Pick up the textbook section on statistical validity conditions for a one-mean confidence interval after its last sentence and continue writing it.
** Opening EXTRACT PROVIDED block **
22.4 One mean: Statistical validity conditions
As with any inference procedure, the underlying mathematics requires certain conditions to be met so that the results are statistically valid. The CI for one mean, will be statistical valid if one of these is true:
- The sample size is at least 25, or
- The sample size is smaller than 25 and the population data has an approximate normal distribution.
The sample size of 25 is a rough figure here, and some books give other values (such as 30). This condition ensures that the distribution of the sample means has an approximate normal distribution so that the 68–95–99.7 rule can be used.
Provided the sample size is larger than about 25, this will be approximately true even if the distribution of the individuals in the population does not have a normal distribution. That is, when \(n>25\) the sample means generally have an approximate normal distribution, even if the data themselves don’t have a normal distribution.
In addition to the statistical validity condition, the CI will be
- internally valid if the study was well designed; and
- externally validity if the the sample is a simple random sample and is internally valid.
This is one reason why means are used to describe samples: under certain conditions, sample means have an approximate normal distribution (so the 68–95–99.7 rule applies). In contrast, the distribution of sample medians is far more complicated to describe.
To determine if assuming the population has an approximate normal distribution in the statistical validity condition, the histogram of the sample can be constructed. However, we can’t really be sure about the distribution of the population from the distribution of the sample. All we can reasonably do is to identify (from the sample) populations that likely to be very non-normal (when the CI would be not valid).
** Closing EXTRACT PROVIDED block **
** Opening RECORD SET block **
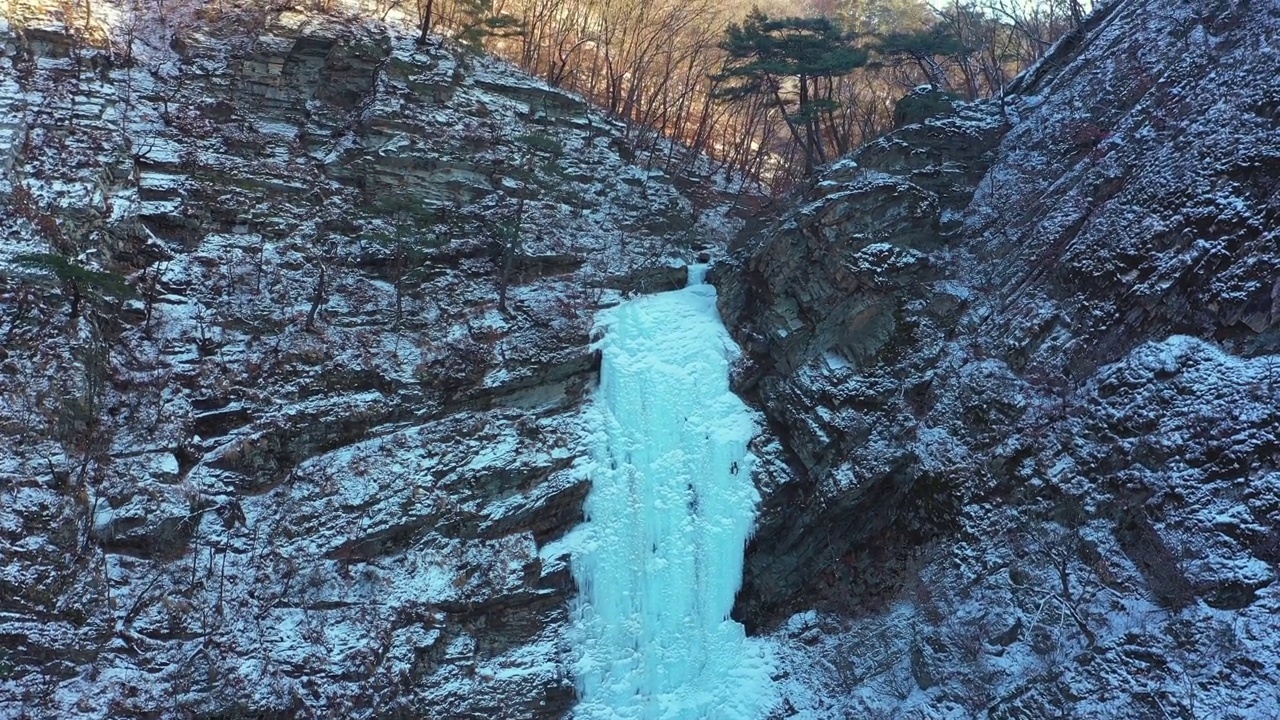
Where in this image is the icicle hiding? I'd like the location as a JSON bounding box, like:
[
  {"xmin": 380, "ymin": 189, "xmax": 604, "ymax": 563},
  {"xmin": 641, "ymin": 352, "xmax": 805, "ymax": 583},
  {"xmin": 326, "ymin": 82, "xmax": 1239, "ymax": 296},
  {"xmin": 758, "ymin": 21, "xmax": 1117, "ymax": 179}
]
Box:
[{"xmin": 572, "ymin": 278, "xmax": 776, "ymax": 720}]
** Closing RECORD SET block **
ANSWER SPACE:
Example 22.2 (Assumptions) A study (Silverman et al. 1999; Zou, Tuncali, and Silverman 2003) to examine exposure to radiation for CT scans in the abdomen assessed \(n=17\) patients. A histogram of the total radiation dose received is shown in Fig. 22.2; the sample mean dose is 26.86 rads.
A CI for the mean radiation dose received could be formed. However, as the sample size is ‘small’ (less than 25), the population must have a normal distribution for the CI to be statistically valid. Even though the histogram is from sample data, it seems improbable that the data in the sample would have come from a population with a normal distribution: the histogram of the sample data doesn’t look normally distributed at all.
Computing a CI for the mean of these data will probably be statistically invalid. Other methods (beyond the scope of this course) are possible for computing a confidence interval for the mean.